> Exercise aim
Give the records back in full, exactly as they read.
--- start of Data for this task ---
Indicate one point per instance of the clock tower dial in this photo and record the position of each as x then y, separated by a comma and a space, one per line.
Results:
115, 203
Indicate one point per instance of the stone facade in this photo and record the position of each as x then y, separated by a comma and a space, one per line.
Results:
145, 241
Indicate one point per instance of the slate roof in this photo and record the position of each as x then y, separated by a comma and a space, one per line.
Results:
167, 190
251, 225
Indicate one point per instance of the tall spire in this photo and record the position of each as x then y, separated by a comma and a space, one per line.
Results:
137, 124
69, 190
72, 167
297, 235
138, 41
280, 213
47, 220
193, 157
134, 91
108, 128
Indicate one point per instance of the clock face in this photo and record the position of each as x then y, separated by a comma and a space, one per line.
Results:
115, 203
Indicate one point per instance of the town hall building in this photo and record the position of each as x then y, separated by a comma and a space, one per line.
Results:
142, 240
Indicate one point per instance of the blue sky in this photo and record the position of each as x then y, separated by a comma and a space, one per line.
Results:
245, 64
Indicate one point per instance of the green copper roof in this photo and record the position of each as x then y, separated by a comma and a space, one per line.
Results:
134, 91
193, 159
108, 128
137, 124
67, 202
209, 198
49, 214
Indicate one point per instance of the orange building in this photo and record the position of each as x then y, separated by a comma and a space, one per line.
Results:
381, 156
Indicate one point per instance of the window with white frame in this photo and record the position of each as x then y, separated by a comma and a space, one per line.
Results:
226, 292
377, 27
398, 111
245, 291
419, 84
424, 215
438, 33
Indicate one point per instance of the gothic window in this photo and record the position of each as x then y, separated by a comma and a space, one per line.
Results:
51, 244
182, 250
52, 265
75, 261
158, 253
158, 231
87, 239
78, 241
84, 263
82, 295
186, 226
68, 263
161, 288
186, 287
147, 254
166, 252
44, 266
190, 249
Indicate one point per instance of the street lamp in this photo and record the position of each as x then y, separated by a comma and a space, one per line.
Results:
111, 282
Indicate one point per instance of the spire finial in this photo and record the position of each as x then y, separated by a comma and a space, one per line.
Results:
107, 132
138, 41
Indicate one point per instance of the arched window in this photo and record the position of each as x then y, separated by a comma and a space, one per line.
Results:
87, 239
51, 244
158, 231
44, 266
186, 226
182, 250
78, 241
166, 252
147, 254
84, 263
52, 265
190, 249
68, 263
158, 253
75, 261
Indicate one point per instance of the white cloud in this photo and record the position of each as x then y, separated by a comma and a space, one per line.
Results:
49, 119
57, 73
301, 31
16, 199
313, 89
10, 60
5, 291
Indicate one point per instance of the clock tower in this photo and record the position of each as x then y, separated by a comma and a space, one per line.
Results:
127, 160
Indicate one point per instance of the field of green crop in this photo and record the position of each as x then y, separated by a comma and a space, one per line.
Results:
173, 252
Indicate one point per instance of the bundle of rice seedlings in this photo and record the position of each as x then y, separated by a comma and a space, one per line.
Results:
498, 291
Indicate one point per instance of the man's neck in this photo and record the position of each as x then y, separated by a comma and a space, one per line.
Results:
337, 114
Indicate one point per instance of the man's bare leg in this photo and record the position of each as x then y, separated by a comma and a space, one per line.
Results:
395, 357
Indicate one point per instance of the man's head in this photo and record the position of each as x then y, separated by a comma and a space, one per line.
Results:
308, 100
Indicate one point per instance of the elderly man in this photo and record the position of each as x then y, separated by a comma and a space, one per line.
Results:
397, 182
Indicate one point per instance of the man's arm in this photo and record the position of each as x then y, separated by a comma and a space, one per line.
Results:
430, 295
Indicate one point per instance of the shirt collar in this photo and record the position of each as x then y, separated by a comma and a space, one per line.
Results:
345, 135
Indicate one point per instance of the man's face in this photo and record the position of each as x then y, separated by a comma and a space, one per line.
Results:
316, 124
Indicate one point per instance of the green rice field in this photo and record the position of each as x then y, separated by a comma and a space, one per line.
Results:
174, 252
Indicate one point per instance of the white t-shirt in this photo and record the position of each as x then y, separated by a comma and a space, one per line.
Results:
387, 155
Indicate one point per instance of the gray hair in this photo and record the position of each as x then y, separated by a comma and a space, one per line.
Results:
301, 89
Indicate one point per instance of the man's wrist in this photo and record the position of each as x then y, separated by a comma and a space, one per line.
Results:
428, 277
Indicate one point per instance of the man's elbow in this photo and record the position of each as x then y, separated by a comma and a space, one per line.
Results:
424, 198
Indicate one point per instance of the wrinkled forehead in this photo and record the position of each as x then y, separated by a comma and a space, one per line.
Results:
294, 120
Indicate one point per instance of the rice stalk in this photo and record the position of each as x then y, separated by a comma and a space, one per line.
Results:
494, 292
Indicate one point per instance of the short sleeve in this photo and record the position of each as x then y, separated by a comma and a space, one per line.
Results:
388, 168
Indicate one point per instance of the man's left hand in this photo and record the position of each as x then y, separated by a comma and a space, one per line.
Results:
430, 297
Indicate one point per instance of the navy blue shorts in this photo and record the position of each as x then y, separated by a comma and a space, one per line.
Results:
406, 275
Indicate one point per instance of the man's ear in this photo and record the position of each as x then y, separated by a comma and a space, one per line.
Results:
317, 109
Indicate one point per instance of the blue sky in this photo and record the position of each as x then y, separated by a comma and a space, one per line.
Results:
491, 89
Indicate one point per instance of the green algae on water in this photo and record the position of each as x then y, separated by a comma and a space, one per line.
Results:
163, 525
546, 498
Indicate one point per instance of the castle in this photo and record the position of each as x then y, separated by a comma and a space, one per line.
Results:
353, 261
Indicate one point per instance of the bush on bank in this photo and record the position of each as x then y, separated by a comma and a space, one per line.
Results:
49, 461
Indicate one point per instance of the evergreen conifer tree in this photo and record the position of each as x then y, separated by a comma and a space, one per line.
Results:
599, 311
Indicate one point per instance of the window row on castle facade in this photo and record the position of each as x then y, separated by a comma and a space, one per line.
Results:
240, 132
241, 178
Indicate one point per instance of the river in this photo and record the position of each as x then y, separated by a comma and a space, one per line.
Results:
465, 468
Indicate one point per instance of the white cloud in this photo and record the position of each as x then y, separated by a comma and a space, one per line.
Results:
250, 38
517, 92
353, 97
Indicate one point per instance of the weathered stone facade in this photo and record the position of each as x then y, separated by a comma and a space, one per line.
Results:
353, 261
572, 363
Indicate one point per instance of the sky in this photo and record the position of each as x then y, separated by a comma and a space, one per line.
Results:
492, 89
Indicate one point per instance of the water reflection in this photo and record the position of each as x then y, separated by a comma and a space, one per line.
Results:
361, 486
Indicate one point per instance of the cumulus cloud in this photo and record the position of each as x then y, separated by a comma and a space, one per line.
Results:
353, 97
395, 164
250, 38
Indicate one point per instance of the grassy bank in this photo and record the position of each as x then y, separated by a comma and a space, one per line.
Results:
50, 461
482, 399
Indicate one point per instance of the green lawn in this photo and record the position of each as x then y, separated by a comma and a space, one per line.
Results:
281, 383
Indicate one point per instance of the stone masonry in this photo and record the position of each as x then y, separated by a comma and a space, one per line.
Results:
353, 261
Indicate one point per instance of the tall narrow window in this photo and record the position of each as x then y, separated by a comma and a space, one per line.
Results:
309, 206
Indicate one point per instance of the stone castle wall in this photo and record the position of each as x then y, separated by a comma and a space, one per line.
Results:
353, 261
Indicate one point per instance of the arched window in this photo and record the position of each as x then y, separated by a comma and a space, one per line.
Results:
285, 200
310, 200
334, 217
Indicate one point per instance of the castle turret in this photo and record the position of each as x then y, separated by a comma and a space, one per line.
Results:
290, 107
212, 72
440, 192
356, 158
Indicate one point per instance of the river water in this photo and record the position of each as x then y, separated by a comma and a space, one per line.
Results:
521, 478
--- end of Data for this task ---
> Output of the exercise
Indicate one point per instance of the clock tower dial in this photo and record the position of each as x then y, separated by a comma and a space, one per line.
Results:
115, 203
Indicate one point per instance of the stone facade in this photo and record the position of each as x then y, separated by a comma and a space, one per line.
Results:
145, 241
Indicate one point per instance of the slate roof in this photo and record the position of each as x then y, separated by a comma and a space, one per line.
Results:
167, 190
251, 225
Indicate one point per instance of the tall spire in this photo and record the position of each as x then y, separated by a comma and a space, one per line.
Results:
137, 124
69, 190
72, 167
297, 235
138, 41
280, 213
47, 220
193, 157
134, 91
108, 128
Indicate one point per instance of the clock face in this photo and record the position of each as x then y, separated by a comma and a space, one per line.
Results:
115, 203
Indicate one point per instance of the town hall building in this photo and record the position of each as x then y, separated by a comma and a space, one per line.
Results:
142, 240
Indicate one point per instance of the blue sky in this photo and record the position of each as x then y, separated by a comma and a space, one per line.
Results:
245, 64
Indicate one point per instance of the green copper roof in this photo and record the position of each as x then y, separated by a comma and a space, one per line.
Results:
134, 91
193, 159
108, 128
137, 124
67, 202
209, 198
49, 214
Indicate one point per instance of the orange building in this photo and record the position of each as x then y, separated by a comma and a space, one per line.
Results:
381, 156
Indicate one point per instance of the window with white frame in this photo and record the position of each as x then y, separated by a comma and a space, one per line.
Results:
226, 292
377, 27
398, 111
245, 291
419, 84
424, 215
438, 33
Indicate one point per instance of the gothic window in this photo and record the position of each as x then y, separated by a comma and a space, one per line.
Results:
51, 244
182, 250
52, 265
75, 261
158, 253
158, 231
87, 239
78, 241
84, 263
82, 295
186, 226
68, 263
161, 288
186, 287
147, 254
166, 252
44, 266
190, 249
Indicate one point per instance of the street lamp in this photo and record the position of each as x then y, separated by a comma and a space, one per line.
Results:
111, 282
Indicate one point per instance of the spire finial in this photo and record the position of each as x then y, separated by a comma and a space, one per line.
Results:
107, 132
138, 41
Indicate one point per instance of the arched window in this photo and record the position of each as x then y, separated by a comma and a space, one per line.
Results:
87, 239
51, 244
158, 231
44, 266
186, 226
182, 250
78, 241
166, 252
147, 254
84, 263
52, 265
190, 249
68, 263
158, 253
75, 261
Indicate one point per instance of the white cloud in this photo and record the position of each as x then y, separated by a comma and a space, one per line.
Results:
49, 119
57, 73
301, 31
16, 199
313, 89
10, 60
5, 291
Indicate one point per instance of the clock tower in this photo and record the position of each as x then y, separated by a comma and a space, one per line.
Results:
127, 160
Indicate one point per instance of the field of green crop in this photo and record the position of each as x then y, separated by a comma and a space, one per line.
Results:
173, 252
Indicate one point per instance of the bundle of rice seedlings in this photo and record the position of each as x then y, separated by a comma and a space, one per line.
Results:
498, 291
Indicate one point per instance of the man's neck in this photo and record the position of each as x then y, separated by a comma and a space, one per line.
Results:
337, 114
Indicate one point per instance of the man's bare leg in this photo and record the position of each as x then y, separated by a comma and a space, one per line.
Results:
395, 357
Indicate one point per instance of the man's head in this photo and record the position of each as x then y, separated by a comma and a space, one per line.
Results:
308, 100
Indicate one point per instance of the elderly man in this photo and record the position of each as x then y, separated by a comma and a space, one per line.
Results:
397, 182
Indicate one point per instance of the man's arm in this photo and record the position of each as x then y, separated by a comma and a space, one per line.
Results:
430, 295
Indicate one point per instance of the shirt collar in this photo and record the position of each as x then y, separated by a comma and a space, one per line.
Results:
345, 135
Indicate one point per instance of the man's face in this photo and record the position of each as x then y, separated by a comma and a space, one per line.
Results:
316, 124
Indicate one point per instance of the green rice field in this photo and record the position of each as x then y, separated by a comma and a space, one per line.
Results:
174, 252
Indicate one point per instance of the white t-shirt in this photo and record the position of each as x then y, separated by a comma and a space, one per line.
Results:
387, 155
Indicate one point per instance of the gray hair in this photo and record the position of each as x then y, separated by a comma and a space, one per line.
Results:
301, 89
Indicate one point per instance of the man's wrist in this photo and record the position of each as x then y, separated by a comma and a space, one per line.
Results:
428, 277
Indicate one point per instance of the man's elbow in this photo and record the position of each as x then y, separated by a comma and a space, one per line.
Results:
424, 198
Indicate one point per instance of the wrinkled forehead in this photo and record the position of each as x then y, separated by a comma and a space, one per line.
Results:
294, 120
Indicate one point per instance of the rice stalk in this photo and record the position of each as x then y, separated by a comma and a space, one per line.
Results:
494, 292
Indicate one point per instance of the short sleeve in this photo and record the position of each as x then y, separated by a comma and a space, one per line.
Results:
388, 168
Indicate one point per instance of the man's left hand in this photo and record the position of each as x then y, separated by a comma and a space, one per line.
Results:
430, 297
Indicate one point per instance of the navy blue shorts in this photo and record the position of each as x then y, separated by a comma and a space, one per line.
Results:
406, 275
Indicate one point per instance of the man's ear in this photo and record the position of each as x then y, separated by a comma and a space, one per line.
Results:
317, 109
Indicate one point per instance of the blue sky in this photo and record the position of each as x then y, separated by a comma and a space, one per line.
Results:
491, 89
Indicate one point per instance of the green algae on water in this photo and record the position of each as x then y, separated by a comma and a space, one per line.
Results:
163, 525
546, 498
Indicate one point per instance of the castle in this photo and record the position of each as x then y, separated by a comma and a space, one per line.
Results:
353, 261
Indicate one point per instance of the bush on bank in this photo and record the position of each as x then y, separated by a comma and a space, one per line.
Results:
49, 461
Indicate one point per instance of the evergreen conifer tree in this photo and record the position of each as x then y, separated by a comma and a space, one per line.
Results:
599, 311
Indicate one point per instance of the window row on castle facade in this photo and record the position of each as x then y, separated by a comma and a space, one per line.
Results:
240, 132
241, 178
Indicate one point per instance of the river in this photo and record the position of each as x then y, separated by a comma and a space, one per line.
Results:
465, 468
Indicate one point per instance of the white cloud in this photo and record the position of each as x then y, separated by a comma and a space, one per line.
Results:
250, 38
517, 92
353, 97
Indicate one point per instance of the weathered stone facade in this photo and record the position of each as x then y, separated by a comma and a space, one per line.
Results:
353, 261
572, 363
Indicate one point per instance of the sky in this photo and record the position of each as x then y, separated by a comma and a space, one per line.
Results:
492, 89
Indicate one point per instance of the water reflection in this photo and record the position of each as x then y, separated by a comma and a space, one per line.
Results:
361, 486
Indicate one point per instance of the cumulus cloud in this photo and record the position of each as x then y, separated by a comma and a space, one per line.
Results:
353, 97
395, 164
250, 38
Indicate one point per instance of the grassy bank in this photo and record the position of each as x then y, separated by a comma and a space, one per line.
Results:
50, 461
482, 399
Indicate one point per instance of the green lawn in this photo and record the position of each as x then y, separated by a comma and a space, one per line.
Results:
281, 383
Indicate one point per instance of the stone masonry in this photo and record the position of each as x then y, separated by a comma and a space, one per line.
Results:
353, 261
Indicate one point per instance of the tall narrow window in this photo and record the position of each as x then y, separated by a comma and a space, one per line.
Results:
309, 206
Indicate one point per instance of the stone castle wall in this photo and record the position of each as x then y, separated by a comma and a space, one per line.
Results:
353, 261
Indicate one point per instance of the arched window in this photo and record the position of each as x then y, separated by a comma and a space, one per line.
Results:
285, 200
310, 200
334, 217
Indicate one point per instance of the castle turret in this photo and record the position of each as x then y, separated by a comma and a space, one per line.
Results:
290, 107
212, 72
440, 192
356, 158
Indicate one point per instance of the river water in this photo and record the position of each as x then y, separated by a comma and a space, one per line.
Results:
521, 478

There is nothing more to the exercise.